数据集条目
'''

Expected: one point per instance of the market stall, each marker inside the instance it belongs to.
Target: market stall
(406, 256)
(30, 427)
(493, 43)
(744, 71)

'''

• 任务说明:
请把上面所有条目里的“market stall”改成“fruit stand”，其余部分保持不变，将这些行重新写出。

• 参考答案:
Expected: one point per instance of the fruit stand, each marker inside the instance it belongs to.
Target: fruit stand
(406, 256)
(30, 427)
(493, 43)
(744, 71)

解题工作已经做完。